Count how many lines in the items below contain the word "hair", and reply with that number only.

DATA SHOWN:
········
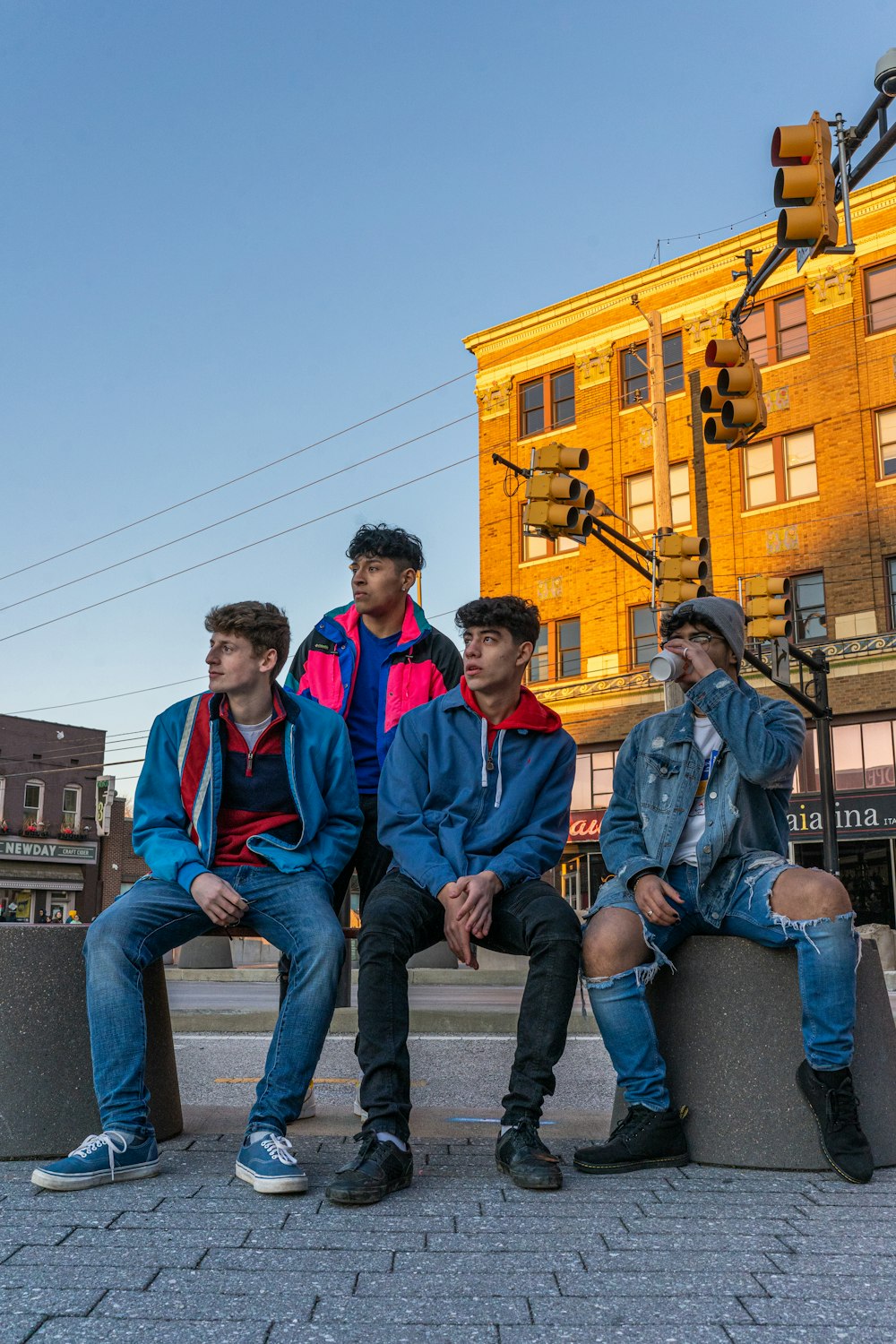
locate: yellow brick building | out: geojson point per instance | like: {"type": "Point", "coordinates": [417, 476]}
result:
{"type": "Point", "coordinates": [814, 499]}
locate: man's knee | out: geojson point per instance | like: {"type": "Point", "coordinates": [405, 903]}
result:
{"type": "Point", "coordinates": [809, 894]}
{"type": "Point", "coordinates": [613, 943]}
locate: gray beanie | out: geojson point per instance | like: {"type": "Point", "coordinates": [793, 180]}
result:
{"type": "Point", "coordinates": [721, 613]}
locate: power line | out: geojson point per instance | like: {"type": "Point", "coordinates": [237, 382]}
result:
{"type": "Point", "coordinates": [234, 480]}
{"type": "Point", "coordinates": [253, 508]}
{"type": "Point", "coordinates": [238, 550]}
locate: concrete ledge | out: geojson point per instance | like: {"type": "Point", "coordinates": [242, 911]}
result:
{"type": "Point", "coordinates": [440, 1021]}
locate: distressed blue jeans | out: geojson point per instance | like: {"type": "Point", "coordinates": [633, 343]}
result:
{"type": "Point", "coordinates": [826, 960]}
{"type": "Point", "coordinates": [293, 911]}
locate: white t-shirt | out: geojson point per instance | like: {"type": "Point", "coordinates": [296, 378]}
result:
{"type": "Point", "coordinates": [710, 744]}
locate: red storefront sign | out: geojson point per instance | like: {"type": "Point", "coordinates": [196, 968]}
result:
{"type": "Point", "coordinates": [584, 825]}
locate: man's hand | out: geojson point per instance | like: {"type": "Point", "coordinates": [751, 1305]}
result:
{"type": "Point", "coordinates": [220, 902]}
{"type": "Point", "coordinates": [651, 897]}
{"type": "Point", "coordinates": [455, 933]}
{"type": "Point", "coordinates": [478, 890]}
{"type": "Point", "coordinates": [694, 658]}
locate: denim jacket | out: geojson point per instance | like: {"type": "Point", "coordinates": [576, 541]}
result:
{"type": "Point", "coordinates": [656, 780]}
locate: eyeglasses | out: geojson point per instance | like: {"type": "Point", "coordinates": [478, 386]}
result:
{"type": "Point", "coordinates": [700, 637]}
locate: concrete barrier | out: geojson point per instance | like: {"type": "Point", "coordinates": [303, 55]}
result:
{"type": "Point", "coordinates": [47, 1104]}
{"type": "Point", "coordinates": [728, 1029]}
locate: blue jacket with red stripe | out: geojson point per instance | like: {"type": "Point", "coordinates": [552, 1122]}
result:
{"type": "Point", "coordinates": [179, 792]}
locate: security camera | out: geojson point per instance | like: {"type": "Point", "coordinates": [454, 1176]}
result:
{"type": "Point", "coordinates": [885, 73]}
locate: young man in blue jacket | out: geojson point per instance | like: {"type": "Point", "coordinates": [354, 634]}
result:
{"type": "Point", "coordinates": [696, 835]}
{"type": "Point", "coordinates": [474, 804]}
{"type": "Point", "coordinates": [246, 809]}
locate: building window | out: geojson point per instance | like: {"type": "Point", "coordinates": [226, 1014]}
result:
{"type": "Point", "coordinates": [32, 811]}
{"type": "Point", "coordinates": [642, 628]}
{"type": "Point", "coordinates": [880, 297]}
{"type": "Point", "coordinates": [540, 547]}
{"type": "Point", "coordinates": [780, 470]}
{"type": "Point", "coordinates": [72, 806]}
{"type": "Point", "coordinates": [556, 392]}
{"type": "Point", "coordinates": [592, 785]}
{"type": "Point", "coordinates": [791, 332]}
{"type": "Point", "coordinates": [891, 590]}
{"type": "Point", "coordinates": [640, 497]}
{"type": "Point", "coordinates": [777, 330]}
{"type": "Point", "coordinates": [570, 648]}
{"type": "Point", "coordinates": [635, 383]}
{"type": "Point", "coordinates": [538, 664]}
{"type": "Point", "coordinates": [885, 425]}
{"type": "Point", "coordinates": [810, 620]}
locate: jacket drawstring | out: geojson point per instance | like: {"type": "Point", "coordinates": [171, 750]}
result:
{"type": "Point", "coordinates": [500, 784]}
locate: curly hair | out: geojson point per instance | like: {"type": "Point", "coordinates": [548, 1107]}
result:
{"type": "Point", "coordinates": [263, 624]}
{"type": "Point", "coordinates": [389, 543]}
{"type": "Point", "coordinates": [506, 613]}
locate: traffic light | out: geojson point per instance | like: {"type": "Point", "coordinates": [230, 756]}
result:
{"type": "Point", "coordinates": [557, 503]}
{"type": "Point", "coordinates": [680, 567]}
{"type": "Point", "coordinates": [805, 185]}
{"type": "Point", "coordinates": [769, 609]}
{"type": "Point", "coordinates": [735, 408]}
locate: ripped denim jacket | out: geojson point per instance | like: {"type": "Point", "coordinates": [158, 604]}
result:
{"type": "Point", "coordinates": [745, 804]}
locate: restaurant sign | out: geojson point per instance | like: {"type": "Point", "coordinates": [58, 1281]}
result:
{"type": "Point", "coordinates": [59, 851]}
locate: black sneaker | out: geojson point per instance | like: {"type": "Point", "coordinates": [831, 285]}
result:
{"type": "Point", "coordinates": [836, 1110]}
{"type": "Point", "coordinates": [521, 1155]}
{"type": "Point", "coordinates": [379, 1168]}
{"type": "Point", "coordinates": [642, 1139]}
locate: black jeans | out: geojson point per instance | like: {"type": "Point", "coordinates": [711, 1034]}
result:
{"type": "Point", "coordinates": [401, 919]}
{"type": "Point", "coordinates": [370, 860]}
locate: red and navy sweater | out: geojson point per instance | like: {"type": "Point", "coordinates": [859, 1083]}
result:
{"type": "Point", "coordinates": [255, 795]}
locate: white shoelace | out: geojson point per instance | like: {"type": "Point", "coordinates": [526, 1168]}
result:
{"type": "Point", "coordinates": [108, 1142]}
{"type": "Point", "coordinates": [280, 1150]}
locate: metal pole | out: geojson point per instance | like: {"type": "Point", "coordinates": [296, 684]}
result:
{"type": "Point", "coordinates": [672, 693]}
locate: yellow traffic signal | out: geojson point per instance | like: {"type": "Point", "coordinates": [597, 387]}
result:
{"type": "Point", "coordinates": [680, 567]}
{"type": "Point", "coordinates": [557, 503]}
{"type": "Point", "coordinates": [805, 185]}
{"type": "Point", "coordinates": [735, 408]}
{"type": "Point", "coordinates": [769, 609]}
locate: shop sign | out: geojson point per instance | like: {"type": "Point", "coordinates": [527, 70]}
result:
{"type": "Point", "coordinates": [584, 825]}
{"type": "Point", "coordinates": [61, 851]}
{"type": "Point", "coordinates": [857, 814]}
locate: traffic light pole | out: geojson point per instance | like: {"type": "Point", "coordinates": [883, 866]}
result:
{"type": "Point", "coordinates": [820, 709]}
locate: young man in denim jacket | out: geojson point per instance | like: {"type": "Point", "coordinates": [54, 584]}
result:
{"type": "Point", "coordinates": [696, 835]}
{"type": "Point", "coordinates": [474, 806]}
{"type": "Point", "coordinates": [246, 808]}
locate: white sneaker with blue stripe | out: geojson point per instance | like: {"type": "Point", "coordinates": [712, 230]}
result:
{"type": "Point", "coordinates": [268, 1164]}
{"type": "Point", "coordinates": [99, 1160]}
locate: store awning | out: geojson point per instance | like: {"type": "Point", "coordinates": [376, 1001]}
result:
{"type": "Point", "coordinates": [40, 876]}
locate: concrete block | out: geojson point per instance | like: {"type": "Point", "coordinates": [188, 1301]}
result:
{"type": "Point", "coordinates": [728, 1029]}
{"type": "Point", "coordinates": [45, 1045]}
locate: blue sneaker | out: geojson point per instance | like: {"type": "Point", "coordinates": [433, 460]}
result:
{"type": "Point", "coordinates": [268, 1166]}
{"type": "Point", "coordinates": [99, 1160]}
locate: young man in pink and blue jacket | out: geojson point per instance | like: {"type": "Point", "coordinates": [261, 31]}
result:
{"type": "Point", "coordinates": [246, 809]}
{"type": "Point", "coordinates": [373, 661]}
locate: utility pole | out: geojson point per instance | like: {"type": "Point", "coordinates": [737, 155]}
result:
{"type": "Point", "coordinates": [673, 695]}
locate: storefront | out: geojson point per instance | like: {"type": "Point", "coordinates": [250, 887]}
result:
{"type": "Point", "coordinates": [42, 881]}
{"type": "Point", "coordinates": [866, 843]}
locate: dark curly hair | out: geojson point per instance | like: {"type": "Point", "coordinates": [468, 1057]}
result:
{"type": "Point", "coordinates": [389, 543]}
{"type": "Point", "coordinates": [506, 613]}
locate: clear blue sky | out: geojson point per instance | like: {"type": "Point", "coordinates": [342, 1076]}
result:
{"type": "Point", "coordinates": [233, 228]}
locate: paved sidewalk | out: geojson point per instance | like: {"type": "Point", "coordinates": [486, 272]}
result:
{"type": "Point", "coordinates": [681, 1257]}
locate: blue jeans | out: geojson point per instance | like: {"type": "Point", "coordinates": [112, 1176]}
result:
{"type": "Point", "coordinates": [826, 960]}
{"type": "Point", "coordinates": [293, 911]}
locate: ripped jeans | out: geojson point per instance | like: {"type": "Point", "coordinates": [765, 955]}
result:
{"type": "Point", "coordinates": [826, 960]}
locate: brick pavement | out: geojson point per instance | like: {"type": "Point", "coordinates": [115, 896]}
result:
{"type": "Point", "coordinates": [699, 1255]}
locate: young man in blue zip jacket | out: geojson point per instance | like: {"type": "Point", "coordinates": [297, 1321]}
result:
{"type": "Point", "coordinates": [373, 661]}
{"type": "Point", "coordinates": [246, 808]}
{"type": "Point", "coordinates": [474, 804]}
{"type": "Point", "coordinates": [696, 835]}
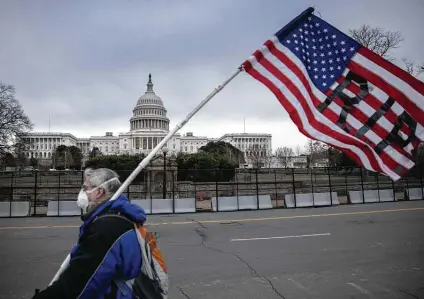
········
RESULT FOR THIS EXERCISE: 2